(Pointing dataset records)

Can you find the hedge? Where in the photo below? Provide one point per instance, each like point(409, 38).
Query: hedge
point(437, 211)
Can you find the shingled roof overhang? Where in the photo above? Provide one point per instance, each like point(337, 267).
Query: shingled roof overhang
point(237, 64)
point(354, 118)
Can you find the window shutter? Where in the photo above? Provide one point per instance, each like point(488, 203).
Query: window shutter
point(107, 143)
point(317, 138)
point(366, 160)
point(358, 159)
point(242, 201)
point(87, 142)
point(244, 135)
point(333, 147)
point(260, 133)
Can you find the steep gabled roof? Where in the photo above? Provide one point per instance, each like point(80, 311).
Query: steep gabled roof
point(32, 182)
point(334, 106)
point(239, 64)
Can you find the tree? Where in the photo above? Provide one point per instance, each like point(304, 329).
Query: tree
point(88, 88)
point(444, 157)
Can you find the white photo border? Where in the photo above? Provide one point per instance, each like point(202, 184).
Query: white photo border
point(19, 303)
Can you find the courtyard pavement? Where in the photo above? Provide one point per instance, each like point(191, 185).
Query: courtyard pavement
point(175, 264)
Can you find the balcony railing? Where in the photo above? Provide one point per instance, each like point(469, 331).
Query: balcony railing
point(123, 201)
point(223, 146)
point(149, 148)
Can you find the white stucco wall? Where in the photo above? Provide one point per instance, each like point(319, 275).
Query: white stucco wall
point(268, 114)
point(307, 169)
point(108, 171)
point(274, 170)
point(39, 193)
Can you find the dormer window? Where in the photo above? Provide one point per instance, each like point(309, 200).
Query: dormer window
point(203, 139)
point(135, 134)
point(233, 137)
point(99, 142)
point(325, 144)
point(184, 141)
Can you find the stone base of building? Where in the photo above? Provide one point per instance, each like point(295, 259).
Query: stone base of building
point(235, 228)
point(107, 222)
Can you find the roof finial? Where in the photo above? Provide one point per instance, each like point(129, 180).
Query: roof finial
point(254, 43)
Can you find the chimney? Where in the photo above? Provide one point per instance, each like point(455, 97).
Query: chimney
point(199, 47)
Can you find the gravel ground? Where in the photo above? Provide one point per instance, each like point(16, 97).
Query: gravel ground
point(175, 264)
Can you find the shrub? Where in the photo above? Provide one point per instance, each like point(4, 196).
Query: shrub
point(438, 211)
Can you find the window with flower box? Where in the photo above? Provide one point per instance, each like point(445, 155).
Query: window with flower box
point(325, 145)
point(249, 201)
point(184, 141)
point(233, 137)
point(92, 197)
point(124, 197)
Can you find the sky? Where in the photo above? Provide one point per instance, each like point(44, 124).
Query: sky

## GIVEN PROBLEM
Retype all of the records above line for line, with no changes.

## RESULT
Can you find the hedge? Where in the photo below? Provide one point per instance, each like point(409, 38).
Query: hedge
point(437, 211)
Can you find the shingled roof overhang? Where in the photo above? Provide one point per instance, each like point(337, 267).
Query: shingled roof overhang
point(237, 64)
point(354, 118)
Can you find the window shutter? Where in the photo above? Provide one point per instance, each like point(488, 203).
Query: window shutter
point(107, 143)
point(317, 138)
point(366, 160)
point(358, 159)
point(242, 201)
point(87, 142)
point(244, 135)
point(333, 147)
point(260, 133)
Can you find the steep gabled roof? Where in the photo above? Provide one point per instance, each like point(80, 311).
Query: steep gabled roof
point(32, 182)
point(334, 106)
point(239, 64)
Can you find the tree? Where in the photo above? Provide one point per instance, each like point(304, 329).
Query: tree
point(88, 88)
point(444, 157)
Can you find the white photo border? Where in the photo above? Provide one point per instance, each like point(202, 184).
Query: white photo border
point(19, 303)
Can you find the courtyard pavement? Where in the photo above? Provide one point per instance, each like point(191, 185).
Query: courtyard pavement
point(175, 264)
Can you find the balcony railing? Where in the photo above? Provide one point per instance, each like point(469, 331).
Query: balcony railing
point(123, 201)
point(223, 146)
point(149, 148)
Can you find the white stucco wall? Where in the photo above? Provide one point per instance, each like point(319, 275).
Query: white stucco wall
point(268, 114)
point(307, 169)
point(108, 171)
point(274, 170)
point(39, 193)
Can you find the dormer window? Where in the photo above? Provide one point per instance, each like point(309, 200).
Query: dormer window
point(203, 139)
point(135, 134)
point(233, 137)
point(99, 142)
point(325, 144)
point(184, 141)
Can you find the stone base of building? Where in the photo above? Provide one point per instance, each like point(295, 259).
Query: stone base of building
point(235, 228)
point(107, 222)
Can you find the roof finial? Where in the photo above? Provide one point per instance, each like point(129, 180).
Query: roof finial
point(254, 43)
Can you find the chimney? Where in the photo above? Provide one point per instance, each like point(455, 97).
Query: chimney
point(199, 47)
Can you find the gravel ground? Where in the photo above? Provide one point per instance, each like point(16, 97).
Query: gravel ground
point(175, 264)
Can you find the shrub? Where in the photo above? Provide one point per instance, each like point(4, 196).
Query: shrub
point(438, 211)
Can you find the window with flower box? Where in the photo above? Provide one point per instance, each like point(445, 155).
Query: window with flower box
point(325, 145)
point(249, 201)
point(184, 141)
point(233, 137)
point(92, 197)
point(124, 197)
Can you find the sky? Where in the photo above? Provide one point per instance, each like point(44, 124).
Query: sky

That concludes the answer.